----- Estratto del testo

Si, perché già nel 2011 la Commissione europea aveva deciso di sponsorizzare una ricerca della UK food standard agency, l’agenzia britannica per la sicurezza alimentare sulle proprietà nutritive degli insetti. Come se non bastasse, era stato istituito un premio stratosferico – pari a circa 3,3 milioni di euro – da destinare all’équipe di ricercatori che avesse presentato l’idea migliore per convincere la gente a nutrirsi di insetti. Più recentemente, l’Ue ha aperto sia alla farina parzialmente sgrassata di Acheta domesticus (grillo domestico), sia alla commercializzazione delle larve di Alphitobius diasperinus (verme della farina) congelate, in pasta, essiccate e in polvere. D’accordo, ma come indurre la gente alla svolta entomofagica? Oggettivamente, e nonostante i finanziamenti promessi dall’Europa per chi la riesca ad attuare, l’impresa appare impegnativa.

Tentativi di indottrinamento

Per questo, pare si siano già attivati i meccanismi tipici della “Finestra di Overton”, ovvero di quella manipolazione del consenso – per rendere oggetto di discussione un’idea che pareva «totalmente inammissibile» – teorizzata dal sociologo americano Joseph P. Overton (1960-2003). Un esempio è stato, lo scorso novembre, uno spot della Fondazione Barilla, che vedeva il suo protagonista suggerire a chi mette la panna nella carbonara di lasciar perdere, provando, invece, a sostituire il guanciale con gli insetti: «Ne esistono più di 2000 specie, uno che assomiglia al guanciale lo trovate».

L’indignazione per quello spot, lo si ricorderà, era stata subito seguita dalla sua difesa da parte di vari volti noti, da Caterina Balivo («Io non capisco perché in questo Paese la lungimiranza faccia tanta paura») a Selvaggia Lucarelli («La polemica su Barilla e sull’idea che si possano utilizzare insetti per farine o in sostituzione di altri alimenti per tutelare l’ambiente dimostra quanto siamo vecchi, provinciali, poco lungimiranti»).

----------

Attività 1:
Rispondi a queste domande sul testo che parla degli insetti come cibo:
(a) In che anno la Commissione europea decise di finanziare la ricerca dell'agenzia britannica per la sicurezza alimentare?
(b) Quanto valeva il premio per il gruppo di ricercatori con l'idea migliore?
(c) Chi ha teorizzato la "Finestra di Overton"?
Attività 2:
Scrivi il seguito del testo sugli insetti come cibo, a partire dall'ultima frase.

----- Dati forniti

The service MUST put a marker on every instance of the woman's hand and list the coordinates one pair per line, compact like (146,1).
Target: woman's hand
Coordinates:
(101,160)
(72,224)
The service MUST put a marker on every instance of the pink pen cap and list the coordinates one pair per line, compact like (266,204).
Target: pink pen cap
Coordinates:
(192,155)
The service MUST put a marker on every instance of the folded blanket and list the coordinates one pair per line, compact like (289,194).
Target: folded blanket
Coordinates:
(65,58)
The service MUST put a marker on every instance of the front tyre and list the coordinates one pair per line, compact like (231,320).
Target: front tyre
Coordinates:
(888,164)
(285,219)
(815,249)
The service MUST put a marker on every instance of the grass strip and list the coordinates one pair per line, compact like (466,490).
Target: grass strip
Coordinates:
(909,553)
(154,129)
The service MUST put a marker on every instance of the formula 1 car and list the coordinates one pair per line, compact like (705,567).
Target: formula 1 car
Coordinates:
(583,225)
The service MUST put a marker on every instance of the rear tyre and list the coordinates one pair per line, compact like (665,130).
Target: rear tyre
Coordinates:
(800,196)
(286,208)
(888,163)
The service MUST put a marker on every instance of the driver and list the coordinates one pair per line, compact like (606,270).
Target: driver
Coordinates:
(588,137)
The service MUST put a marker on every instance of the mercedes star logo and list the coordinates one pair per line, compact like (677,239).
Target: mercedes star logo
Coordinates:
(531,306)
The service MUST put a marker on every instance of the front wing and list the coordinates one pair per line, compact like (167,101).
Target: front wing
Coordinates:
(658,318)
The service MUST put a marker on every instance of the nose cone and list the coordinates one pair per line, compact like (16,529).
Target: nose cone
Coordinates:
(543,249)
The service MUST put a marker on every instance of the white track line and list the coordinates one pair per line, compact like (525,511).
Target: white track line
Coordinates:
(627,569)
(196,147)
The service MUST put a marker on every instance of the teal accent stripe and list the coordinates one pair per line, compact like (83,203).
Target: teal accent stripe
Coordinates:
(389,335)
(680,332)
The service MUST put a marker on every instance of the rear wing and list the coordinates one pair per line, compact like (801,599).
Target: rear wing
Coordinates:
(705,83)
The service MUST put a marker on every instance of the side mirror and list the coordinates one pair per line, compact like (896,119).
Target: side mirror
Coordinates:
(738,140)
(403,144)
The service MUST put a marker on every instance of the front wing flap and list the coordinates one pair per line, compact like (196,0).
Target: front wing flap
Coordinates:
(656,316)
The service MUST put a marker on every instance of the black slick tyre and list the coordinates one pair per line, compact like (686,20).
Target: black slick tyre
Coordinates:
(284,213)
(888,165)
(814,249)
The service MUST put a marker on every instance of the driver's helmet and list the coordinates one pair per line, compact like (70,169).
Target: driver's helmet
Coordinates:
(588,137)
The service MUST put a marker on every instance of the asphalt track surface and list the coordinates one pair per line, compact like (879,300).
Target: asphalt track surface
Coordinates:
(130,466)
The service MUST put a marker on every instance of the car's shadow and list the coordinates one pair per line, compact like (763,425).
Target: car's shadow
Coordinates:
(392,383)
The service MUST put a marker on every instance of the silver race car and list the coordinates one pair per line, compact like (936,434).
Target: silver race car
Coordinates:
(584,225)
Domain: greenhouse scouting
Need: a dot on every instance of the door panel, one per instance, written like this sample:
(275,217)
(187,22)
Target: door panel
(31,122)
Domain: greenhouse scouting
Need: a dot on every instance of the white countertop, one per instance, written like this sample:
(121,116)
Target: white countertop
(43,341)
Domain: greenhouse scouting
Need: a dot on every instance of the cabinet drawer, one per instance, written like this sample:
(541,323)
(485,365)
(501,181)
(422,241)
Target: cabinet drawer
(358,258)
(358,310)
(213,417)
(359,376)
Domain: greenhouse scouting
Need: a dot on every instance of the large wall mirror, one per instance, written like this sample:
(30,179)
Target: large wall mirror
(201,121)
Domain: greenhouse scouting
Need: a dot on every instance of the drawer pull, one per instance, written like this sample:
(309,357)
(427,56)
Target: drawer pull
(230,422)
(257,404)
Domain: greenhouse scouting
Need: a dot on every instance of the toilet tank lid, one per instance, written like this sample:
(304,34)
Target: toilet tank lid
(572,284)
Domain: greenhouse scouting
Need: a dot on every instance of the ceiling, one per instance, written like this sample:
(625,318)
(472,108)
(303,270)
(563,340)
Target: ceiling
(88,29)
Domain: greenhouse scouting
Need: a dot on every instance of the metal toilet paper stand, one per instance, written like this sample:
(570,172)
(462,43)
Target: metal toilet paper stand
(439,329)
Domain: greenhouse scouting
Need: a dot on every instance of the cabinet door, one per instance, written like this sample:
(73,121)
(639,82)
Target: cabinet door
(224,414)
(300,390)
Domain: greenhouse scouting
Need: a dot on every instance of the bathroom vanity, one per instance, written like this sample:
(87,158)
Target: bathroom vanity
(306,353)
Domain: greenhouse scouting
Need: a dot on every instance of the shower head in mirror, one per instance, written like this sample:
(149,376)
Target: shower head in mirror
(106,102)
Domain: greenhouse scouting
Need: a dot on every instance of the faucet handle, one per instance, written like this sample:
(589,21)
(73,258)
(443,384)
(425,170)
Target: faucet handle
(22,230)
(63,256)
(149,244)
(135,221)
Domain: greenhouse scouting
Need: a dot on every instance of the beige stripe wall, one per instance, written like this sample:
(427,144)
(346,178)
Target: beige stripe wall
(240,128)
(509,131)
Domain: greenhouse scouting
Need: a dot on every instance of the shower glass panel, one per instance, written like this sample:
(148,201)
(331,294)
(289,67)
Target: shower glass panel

----------

Risposta 1:
(a) Nel 2011.
(b) Circa 3,3 milioni di euro.
(c) Il sociologo americano Joseph P. Overton (1960-2003).

Risposta 2:
Per spingere gli europei alla nuova idea è stata recentemente diffusa una ricerca dell’Università aperta della Catalogna di Barcellona che, sondate oltre 1.000 persone, ha rilevato come quasi il 66% ritenga che gli insetti diventeranno una fonte alternativa di proteine ed entreranno a far parte dell’alimentazione di tutti. Come dire: è una storia già scritta, tanto vale adeguarsi. In realtà, il 71% degli intervistati ha pure risposto che gli insetti in casa non li cucinerebbe, ma il senso di questa ricerca – prontamente rilanciata in Italia da Repubblica – è che qualcosa sta cambiando

Il virus globalista

Di fronte a cotanti sforzi per cambiare, o provare a cambiare, le abitudini alimentari degli europei, i quali – per inciso – rappresentano una frazione minima della popolazione mondiale, è lecito chiedersene le ragioni profonde. Si tratta davvero solo di preoccupazioni per le sorti del pianeta? Non ne è convinta Hélène de Lauzun, docente in storia formatasi all’Ecole Normale Supérieure di Parigi e alla Sorbona, secondo la quale c’è una chiave di lettura che spiega molto l’intera faccenda: è quella del globalismo.

Per fare luce su «questa ossessione da parte dei funzionari di Bruxelles nel far mangiare insetti ai cittadini della vecchia Europa», ha osservato la studiosa in un intervento pubblicato su European Conservative, più che a un «piano ideologico concertato» ha senso pensare a «uno dei tanti avatar di un pensiero globalista senza radici che assume aspetti inaspettati, così riassumibili: nell’era della felice globalizzazione, se qualcosa è fatto altrove, perché non qui?»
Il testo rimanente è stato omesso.